• Source document
Thursday, January 16, 2014

Something of a Treatise – Joy Davidman (Part 2)



Continuing with Davidman’s letter to Aaron Kramer:

“…the snow-covered hill outside my window is not beautiful in itself, it is only beautiful to my mind and if I were not a human being with an aesthetic faculty implicit in my nature, if I were a slug for instance, it would not be beautiful to me at all…[emphasis added]

“But ethics and aesthetics do depend to a certain extent upon the intrinsic nature of consciousness. It is not possible to arrive at a utilitarian or economic-determinist explanation of the sense of beauty…[emphasis Davidman’s]…

Davidman – Gresham (she was Mrs. William Gresham at this time) came into a relationship with Jesus Christ in 1947 – 1948. This letter to Kramer was written January 26, 1948. She began reading C.S. Lewis in 1947. Those who know Lewis will recognize in Davidman a kindred spirit – a sense of the aesthetic, a sense of beauty, a recognition of the aesthetic in human nature. I haven’t read anything that suggests that Davidman read in Lewis anything she didn’t already know, but rather that in Lewis Davidman found an affirmation of what she was working through in her heart and mind; perhaps in one sense Lewis was the sun and rain that fed the seeds of awareness in Davidman, perhaps he was an element of the light leading her out of a dark place.

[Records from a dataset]

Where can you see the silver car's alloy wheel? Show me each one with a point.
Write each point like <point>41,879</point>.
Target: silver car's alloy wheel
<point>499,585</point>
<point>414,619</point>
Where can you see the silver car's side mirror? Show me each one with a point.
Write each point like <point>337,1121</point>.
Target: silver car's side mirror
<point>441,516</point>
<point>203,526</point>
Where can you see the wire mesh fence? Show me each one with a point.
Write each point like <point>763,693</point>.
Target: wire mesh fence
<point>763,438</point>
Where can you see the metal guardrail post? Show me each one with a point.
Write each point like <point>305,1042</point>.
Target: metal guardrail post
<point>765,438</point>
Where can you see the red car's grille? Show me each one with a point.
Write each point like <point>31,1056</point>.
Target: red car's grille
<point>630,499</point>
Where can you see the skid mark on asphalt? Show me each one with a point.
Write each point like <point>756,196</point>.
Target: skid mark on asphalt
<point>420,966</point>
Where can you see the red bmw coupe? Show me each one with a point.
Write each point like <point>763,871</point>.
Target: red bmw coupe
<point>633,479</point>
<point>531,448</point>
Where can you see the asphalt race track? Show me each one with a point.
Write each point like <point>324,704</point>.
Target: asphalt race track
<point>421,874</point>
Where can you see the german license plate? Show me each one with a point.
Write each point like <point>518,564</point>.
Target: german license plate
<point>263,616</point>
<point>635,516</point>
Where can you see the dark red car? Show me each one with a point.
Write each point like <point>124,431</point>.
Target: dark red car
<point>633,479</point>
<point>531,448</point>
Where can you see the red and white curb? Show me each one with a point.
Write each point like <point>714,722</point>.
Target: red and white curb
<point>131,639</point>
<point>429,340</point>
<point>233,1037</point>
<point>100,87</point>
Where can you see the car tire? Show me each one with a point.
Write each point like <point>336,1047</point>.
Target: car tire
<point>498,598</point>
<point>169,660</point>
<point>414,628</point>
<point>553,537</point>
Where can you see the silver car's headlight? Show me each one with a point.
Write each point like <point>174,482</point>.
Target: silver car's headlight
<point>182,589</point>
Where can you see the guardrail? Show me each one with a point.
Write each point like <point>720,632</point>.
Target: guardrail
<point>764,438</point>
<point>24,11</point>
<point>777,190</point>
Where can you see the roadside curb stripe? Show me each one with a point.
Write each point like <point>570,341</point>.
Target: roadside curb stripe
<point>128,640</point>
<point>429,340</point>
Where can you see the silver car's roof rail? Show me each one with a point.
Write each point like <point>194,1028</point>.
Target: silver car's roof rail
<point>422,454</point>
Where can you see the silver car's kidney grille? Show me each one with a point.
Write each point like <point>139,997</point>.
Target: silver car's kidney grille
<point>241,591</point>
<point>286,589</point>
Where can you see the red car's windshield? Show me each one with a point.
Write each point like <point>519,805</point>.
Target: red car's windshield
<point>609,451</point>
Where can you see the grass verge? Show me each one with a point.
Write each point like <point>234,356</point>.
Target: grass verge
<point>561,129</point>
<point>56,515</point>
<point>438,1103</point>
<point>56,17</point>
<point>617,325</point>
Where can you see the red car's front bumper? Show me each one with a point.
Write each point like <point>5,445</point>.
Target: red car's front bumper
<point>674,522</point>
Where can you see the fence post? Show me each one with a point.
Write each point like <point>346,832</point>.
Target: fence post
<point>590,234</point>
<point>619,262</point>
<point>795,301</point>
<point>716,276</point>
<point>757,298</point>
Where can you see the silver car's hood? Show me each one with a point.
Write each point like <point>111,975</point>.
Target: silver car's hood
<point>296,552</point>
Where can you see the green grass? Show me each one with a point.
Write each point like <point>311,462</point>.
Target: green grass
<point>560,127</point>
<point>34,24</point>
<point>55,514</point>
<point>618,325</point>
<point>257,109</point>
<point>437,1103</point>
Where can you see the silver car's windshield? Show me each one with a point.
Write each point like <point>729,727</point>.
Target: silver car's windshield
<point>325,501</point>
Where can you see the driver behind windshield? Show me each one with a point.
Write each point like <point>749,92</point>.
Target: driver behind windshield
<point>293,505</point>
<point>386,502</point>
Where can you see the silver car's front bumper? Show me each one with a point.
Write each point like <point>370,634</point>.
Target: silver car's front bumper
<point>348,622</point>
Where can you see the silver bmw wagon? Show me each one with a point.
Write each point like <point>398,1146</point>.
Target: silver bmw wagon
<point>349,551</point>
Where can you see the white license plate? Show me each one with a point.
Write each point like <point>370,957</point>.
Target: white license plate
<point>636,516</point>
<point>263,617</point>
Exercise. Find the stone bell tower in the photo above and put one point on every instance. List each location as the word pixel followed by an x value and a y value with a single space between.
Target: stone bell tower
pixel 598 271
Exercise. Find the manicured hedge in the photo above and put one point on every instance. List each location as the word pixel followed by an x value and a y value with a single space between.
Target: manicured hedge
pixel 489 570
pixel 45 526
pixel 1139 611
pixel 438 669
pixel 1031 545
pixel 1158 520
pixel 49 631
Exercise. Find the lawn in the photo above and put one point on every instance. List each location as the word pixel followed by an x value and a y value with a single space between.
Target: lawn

• What to do
1. According to the post on Joy Davidman, on what date was her letter to Aaron Kramer written?
2. Quote the post on Joy Davidman from "Davidman – Gresham" up to and including "a dark place.".
3. Decide whether each statement agrees with the post on Joy Davidman. Answer yes or no, and quote the words from the post that decide it.
(a) Davidman began reading C.S. Lewis in 1947.
(b) The letter quoted in the post was addressed to William Gresham.
(c) The letter holds that a utilitarian explanation of the sense of beauty can be reached.

• Solutions for each task
1. January 26, 1948.

2.
Davidman – Gresham (she was Mrs. William Gresham at this time) came into a relationship with Jesus Christ in 1947 – 1948. This letter to Kramer was written January 26, 1948. She began reading C.S. Lewis in 1947. Those who know Lewis will recognize in Davidman a kindred spirit – a sense of the aesthetic, a sense of beauty, a recognition of the aesthetic in human nature. I haven’t read anything that suggests that Davidman read in Lewis anything she didn’t already know, but rather that in Lewis Davidman found an affirmation of what she was working through in her heart and mind; perhaps in one sense Lewis was the sun and rain that fed the seeds of awareness in Davidman, perhaps he was an element of the light leading her out of a dark place.

3.
(a) Yes: "She began reading C.S. Lewis in 1947."
(b) No: "This letter to Kramer was written January 26, 1948."
(c) No: "It is not possible to arrive at a utilitarian or economic-determinist explanation of the sense of beauty"